Aim of the task: Copy out each line from the material where the word "below" is found.

Record set:
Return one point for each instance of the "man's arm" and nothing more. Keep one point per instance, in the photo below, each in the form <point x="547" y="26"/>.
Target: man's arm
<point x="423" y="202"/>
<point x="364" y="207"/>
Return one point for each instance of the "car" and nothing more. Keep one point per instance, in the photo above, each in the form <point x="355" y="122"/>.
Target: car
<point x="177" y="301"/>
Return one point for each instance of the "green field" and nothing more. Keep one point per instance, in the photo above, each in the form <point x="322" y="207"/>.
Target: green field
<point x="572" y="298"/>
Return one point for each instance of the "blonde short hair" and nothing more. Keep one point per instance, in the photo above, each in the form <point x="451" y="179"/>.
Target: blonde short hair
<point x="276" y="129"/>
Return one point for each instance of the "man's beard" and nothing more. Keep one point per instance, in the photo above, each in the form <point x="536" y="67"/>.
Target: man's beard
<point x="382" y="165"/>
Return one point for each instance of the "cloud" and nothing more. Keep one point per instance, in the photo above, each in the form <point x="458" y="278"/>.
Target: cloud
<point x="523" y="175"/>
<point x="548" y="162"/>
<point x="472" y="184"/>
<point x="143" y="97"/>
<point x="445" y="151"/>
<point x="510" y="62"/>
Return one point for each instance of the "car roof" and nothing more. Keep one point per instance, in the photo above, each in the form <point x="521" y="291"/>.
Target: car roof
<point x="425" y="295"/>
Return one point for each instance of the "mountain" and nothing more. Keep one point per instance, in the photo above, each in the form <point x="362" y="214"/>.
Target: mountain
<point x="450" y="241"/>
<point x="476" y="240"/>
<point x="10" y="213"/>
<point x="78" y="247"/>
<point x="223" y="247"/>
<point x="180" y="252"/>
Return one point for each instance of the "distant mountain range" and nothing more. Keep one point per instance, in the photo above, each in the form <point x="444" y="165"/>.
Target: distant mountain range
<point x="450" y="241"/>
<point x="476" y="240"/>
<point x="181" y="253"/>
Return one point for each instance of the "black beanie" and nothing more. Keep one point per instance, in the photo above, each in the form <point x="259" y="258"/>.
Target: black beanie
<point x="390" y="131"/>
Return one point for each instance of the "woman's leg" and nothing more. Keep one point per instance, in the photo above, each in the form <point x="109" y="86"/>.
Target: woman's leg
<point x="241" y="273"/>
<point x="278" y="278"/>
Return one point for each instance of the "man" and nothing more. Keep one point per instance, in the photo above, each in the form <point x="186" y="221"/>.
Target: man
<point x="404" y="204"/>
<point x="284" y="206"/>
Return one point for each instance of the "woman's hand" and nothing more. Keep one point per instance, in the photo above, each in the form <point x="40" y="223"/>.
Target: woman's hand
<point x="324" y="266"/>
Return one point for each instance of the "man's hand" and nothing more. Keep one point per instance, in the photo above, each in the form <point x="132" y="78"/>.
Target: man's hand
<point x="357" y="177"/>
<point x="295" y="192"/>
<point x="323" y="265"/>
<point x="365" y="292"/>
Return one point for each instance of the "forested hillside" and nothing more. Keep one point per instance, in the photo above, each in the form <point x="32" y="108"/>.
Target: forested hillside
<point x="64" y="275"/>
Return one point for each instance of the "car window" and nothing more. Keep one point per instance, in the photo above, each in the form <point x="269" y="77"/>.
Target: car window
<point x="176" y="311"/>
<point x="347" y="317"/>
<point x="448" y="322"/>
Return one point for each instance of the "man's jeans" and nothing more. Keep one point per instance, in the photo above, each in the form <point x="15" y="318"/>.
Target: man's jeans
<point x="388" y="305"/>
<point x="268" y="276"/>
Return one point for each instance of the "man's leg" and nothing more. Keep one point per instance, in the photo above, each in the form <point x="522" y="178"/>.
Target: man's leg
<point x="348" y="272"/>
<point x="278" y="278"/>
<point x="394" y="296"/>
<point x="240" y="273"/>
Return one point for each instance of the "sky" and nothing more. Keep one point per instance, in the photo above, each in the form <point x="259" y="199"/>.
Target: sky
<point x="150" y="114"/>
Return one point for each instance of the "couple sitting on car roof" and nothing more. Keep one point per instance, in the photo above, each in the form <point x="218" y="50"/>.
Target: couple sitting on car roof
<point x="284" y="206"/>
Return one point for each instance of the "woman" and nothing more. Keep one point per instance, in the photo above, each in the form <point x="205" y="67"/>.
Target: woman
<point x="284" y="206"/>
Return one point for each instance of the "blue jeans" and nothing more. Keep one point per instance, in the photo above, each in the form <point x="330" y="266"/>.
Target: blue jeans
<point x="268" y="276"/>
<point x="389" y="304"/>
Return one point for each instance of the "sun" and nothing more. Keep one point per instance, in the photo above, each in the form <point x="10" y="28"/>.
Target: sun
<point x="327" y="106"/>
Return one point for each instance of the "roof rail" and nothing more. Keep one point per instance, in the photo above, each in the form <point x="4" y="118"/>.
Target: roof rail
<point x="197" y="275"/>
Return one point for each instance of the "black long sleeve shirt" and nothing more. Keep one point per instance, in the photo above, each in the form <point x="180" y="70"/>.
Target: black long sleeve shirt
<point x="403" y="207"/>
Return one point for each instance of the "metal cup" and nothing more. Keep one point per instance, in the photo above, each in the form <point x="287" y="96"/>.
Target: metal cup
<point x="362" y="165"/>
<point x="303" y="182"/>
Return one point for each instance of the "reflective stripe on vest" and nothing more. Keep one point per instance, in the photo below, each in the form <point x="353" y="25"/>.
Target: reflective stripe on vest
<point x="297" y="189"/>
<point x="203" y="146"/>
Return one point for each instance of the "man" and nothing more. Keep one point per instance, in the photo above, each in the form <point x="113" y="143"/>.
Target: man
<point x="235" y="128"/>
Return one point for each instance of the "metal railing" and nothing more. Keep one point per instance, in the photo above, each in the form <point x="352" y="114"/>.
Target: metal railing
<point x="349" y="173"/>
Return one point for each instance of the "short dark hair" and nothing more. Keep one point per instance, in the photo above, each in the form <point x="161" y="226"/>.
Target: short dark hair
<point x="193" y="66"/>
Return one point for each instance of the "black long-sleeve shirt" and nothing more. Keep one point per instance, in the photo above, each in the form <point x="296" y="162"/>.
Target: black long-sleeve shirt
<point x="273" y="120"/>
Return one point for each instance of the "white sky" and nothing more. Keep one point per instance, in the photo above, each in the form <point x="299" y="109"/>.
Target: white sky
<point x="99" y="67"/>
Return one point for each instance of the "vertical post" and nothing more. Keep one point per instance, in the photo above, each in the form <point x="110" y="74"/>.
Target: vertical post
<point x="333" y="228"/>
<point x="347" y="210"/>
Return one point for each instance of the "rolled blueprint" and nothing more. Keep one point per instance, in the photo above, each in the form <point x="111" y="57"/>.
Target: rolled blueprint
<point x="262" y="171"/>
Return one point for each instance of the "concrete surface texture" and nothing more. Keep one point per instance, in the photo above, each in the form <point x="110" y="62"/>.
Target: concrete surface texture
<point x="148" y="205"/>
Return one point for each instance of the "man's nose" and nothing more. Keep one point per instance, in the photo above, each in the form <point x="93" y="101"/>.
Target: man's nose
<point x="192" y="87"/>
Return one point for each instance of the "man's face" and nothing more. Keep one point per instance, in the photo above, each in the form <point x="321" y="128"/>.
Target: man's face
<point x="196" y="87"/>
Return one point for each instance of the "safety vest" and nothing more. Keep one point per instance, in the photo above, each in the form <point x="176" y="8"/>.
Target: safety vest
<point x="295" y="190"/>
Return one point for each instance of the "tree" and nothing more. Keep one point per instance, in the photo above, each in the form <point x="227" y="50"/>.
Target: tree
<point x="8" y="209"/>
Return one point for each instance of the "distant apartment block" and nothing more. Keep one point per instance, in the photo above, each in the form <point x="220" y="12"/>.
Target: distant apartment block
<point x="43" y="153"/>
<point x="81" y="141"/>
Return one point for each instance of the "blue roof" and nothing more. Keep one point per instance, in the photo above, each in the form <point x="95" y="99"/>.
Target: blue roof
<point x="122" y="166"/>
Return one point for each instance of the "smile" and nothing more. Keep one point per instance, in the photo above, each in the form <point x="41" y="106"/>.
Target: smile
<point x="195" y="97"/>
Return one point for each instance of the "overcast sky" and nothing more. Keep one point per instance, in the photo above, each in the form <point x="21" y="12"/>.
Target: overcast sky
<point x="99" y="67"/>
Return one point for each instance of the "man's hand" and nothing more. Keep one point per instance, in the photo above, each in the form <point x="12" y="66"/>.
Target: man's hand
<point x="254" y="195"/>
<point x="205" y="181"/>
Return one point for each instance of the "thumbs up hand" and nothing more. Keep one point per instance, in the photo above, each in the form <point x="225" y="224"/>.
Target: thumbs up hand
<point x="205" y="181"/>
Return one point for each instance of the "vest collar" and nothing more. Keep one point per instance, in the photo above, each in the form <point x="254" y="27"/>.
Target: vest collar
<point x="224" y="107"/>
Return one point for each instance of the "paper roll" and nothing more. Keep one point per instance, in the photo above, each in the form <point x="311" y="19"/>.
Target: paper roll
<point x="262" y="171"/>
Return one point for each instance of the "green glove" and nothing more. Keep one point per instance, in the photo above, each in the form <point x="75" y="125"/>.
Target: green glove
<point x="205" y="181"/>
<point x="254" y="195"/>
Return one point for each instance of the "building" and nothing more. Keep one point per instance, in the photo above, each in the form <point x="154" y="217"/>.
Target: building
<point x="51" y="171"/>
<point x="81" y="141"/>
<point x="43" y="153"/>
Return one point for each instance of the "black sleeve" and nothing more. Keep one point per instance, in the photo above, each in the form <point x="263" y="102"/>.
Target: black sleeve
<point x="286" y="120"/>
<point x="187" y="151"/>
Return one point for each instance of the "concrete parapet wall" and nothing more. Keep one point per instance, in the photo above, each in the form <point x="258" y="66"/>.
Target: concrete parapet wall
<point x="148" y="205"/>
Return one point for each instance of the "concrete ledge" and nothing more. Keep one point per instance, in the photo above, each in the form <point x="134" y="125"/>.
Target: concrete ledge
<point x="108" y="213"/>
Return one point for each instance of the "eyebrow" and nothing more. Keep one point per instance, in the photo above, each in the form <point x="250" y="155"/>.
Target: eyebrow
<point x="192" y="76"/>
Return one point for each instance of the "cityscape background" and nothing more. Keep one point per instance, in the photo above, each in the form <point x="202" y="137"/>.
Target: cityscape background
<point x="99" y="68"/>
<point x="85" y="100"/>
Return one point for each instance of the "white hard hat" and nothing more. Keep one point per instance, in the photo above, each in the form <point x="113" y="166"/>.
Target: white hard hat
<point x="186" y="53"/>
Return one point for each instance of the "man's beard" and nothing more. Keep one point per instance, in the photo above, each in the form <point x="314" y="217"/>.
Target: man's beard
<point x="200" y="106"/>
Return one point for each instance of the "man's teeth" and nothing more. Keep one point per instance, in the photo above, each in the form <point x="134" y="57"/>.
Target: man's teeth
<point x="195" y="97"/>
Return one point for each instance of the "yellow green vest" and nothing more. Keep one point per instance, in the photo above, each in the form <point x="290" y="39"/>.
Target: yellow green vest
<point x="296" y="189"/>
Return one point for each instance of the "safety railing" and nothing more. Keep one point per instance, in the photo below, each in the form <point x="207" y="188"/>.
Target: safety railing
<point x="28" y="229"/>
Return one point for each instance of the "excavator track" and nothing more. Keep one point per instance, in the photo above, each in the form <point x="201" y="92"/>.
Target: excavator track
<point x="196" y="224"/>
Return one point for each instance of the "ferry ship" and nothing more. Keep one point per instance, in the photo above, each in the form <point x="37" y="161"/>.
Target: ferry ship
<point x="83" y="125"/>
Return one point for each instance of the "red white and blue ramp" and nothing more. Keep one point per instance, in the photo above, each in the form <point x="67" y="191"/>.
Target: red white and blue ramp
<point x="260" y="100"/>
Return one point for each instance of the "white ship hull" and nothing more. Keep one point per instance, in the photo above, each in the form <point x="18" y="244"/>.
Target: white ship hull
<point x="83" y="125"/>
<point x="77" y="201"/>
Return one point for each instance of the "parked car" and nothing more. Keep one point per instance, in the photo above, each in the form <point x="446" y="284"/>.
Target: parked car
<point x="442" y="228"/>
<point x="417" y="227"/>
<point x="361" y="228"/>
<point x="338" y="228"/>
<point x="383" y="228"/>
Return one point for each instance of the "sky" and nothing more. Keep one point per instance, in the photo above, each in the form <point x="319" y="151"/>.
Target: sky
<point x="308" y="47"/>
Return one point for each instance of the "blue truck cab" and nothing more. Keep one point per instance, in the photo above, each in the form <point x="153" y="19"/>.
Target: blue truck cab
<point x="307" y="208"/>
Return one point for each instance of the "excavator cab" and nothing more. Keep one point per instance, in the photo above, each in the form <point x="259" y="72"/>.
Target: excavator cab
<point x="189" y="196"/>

Written reply:
Return one point for each instance of the "man's arm" and nothing more. Keep one point per instance, in the photo below, each in the form <point x="547" y="26"/>.
Return one point for each instance of the "reflective stripe on vest" and nothing more. Keep one point per instance, in the photo below, each in the form <point x="353" y="25"/>.
Return one point for each instance of the "safety railing" and nothing more. Keep one point per instance, in the photo below, each in the form <point x="207" y="188"/>.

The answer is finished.